(Referring expression data)

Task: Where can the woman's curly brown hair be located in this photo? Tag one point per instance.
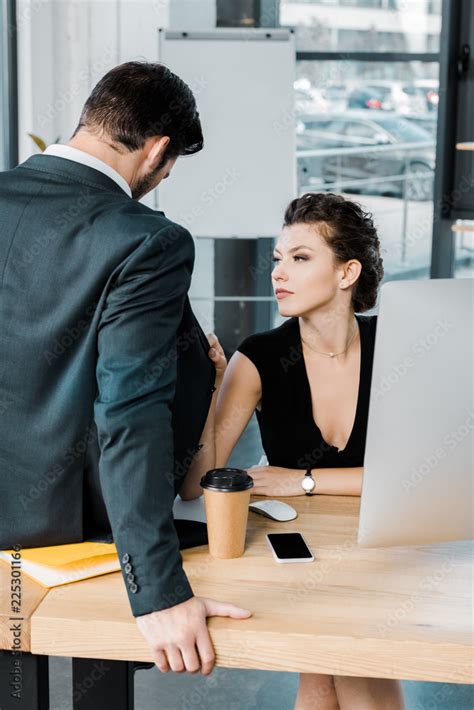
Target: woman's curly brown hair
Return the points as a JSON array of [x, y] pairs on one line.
[[351, 234]]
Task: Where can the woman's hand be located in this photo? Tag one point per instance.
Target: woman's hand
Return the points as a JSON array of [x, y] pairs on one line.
[[217, 355], [276, 481]]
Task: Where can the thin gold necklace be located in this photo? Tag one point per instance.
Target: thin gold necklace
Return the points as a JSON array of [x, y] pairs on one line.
[[319, 352]]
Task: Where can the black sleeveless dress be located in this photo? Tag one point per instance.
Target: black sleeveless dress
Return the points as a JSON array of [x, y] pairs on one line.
[[290, 437]]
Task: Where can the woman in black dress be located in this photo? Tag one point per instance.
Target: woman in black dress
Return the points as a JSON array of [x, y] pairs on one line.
[[309, 381]]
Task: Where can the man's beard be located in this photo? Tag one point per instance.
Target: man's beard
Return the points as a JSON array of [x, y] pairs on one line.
[[143, 185]]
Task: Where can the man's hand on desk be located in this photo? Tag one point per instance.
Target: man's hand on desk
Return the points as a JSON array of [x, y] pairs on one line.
[[179, 638]]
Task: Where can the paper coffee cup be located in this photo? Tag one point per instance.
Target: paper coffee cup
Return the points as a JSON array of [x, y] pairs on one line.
[[226, 500]]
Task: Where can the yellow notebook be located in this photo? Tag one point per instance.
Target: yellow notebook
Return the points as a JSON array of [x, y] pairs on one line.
[[63, 564]]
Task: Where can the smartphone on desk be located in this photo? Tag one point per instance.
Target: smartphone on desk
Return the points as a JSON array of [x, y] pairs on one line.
[[289, 547]]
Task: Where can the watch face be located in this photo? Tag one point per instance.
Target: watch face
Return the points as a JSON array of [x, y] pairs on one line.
[[308, 483]]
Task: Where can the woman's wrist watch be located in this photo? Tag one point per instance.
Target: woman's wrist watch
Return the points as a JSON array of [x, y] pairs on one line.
[[308, 483]]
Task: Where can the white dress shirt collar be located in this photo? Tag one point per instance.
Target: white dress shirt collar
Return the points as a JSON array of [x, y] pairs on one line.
[[79, 156]]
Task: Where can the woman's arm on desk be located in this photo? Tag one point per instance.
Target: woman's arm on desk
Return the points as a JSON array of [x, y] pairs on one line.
[[205, 458], [276, 481], [239, 396]]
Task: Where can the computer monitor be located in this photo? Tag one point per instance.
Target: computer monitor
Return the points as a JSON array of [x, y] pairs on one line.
[[418, 466]]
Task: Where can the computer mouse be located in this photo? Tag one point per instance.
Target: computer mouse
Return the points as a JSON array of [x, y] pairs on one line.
[[274, 509]]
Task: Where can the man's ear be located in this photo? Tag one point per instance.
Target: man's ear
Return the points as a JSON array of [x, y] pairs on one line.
[[156, 150]]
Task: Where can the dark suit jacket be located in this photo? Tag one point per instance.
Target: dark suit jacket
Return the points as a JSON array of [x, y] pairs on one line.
[[105, 381]]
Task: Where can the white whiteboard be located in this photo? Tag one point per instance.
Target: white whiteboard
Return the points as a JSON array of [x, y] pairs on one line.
[[241, 182]]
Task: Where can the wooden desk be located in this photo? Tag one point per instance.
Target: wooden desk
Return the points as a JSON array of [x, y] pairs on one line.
[[401, 612]]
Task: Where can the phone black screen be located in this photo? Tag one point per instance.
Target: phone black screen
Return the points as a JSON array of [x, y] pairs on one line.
[[289, 546]]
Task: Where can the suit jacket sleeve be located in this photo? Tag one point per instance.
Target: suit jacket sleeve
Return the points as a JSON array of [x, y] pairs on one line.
[[136, 377]]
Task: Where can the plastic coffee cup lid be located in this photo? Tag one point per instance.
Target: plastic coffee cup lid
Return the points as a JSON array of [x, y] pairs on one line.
[[227, 479]]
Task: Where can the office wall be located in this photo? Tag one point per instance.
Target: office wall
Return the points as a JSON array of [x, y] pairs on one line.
[[65, 46]]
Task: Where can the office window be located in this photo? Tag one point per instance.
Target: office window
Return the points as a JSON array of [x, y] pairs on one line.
[[366, 128], [347, 24]]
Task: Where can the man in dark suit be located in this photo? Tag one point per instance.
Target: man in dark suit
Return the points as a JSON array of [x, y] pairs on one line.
[[102, 406]]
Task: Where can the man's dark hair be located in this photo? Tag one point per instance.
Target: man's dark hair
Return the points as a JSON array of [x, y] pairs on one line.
[[350, 232], [137, 100]]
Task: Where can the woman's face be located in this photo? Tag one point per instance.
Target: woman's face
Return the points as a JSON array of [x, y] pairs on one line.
[[306, 275]]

- Task directions -
Lines containing the string "plastic" are the ones to copy from the entries above.

- Response to this task -
Task: Where can the plastic coffee cup lid be located in this photo? Tag one point per instance.
Target: plastic coffee cup lid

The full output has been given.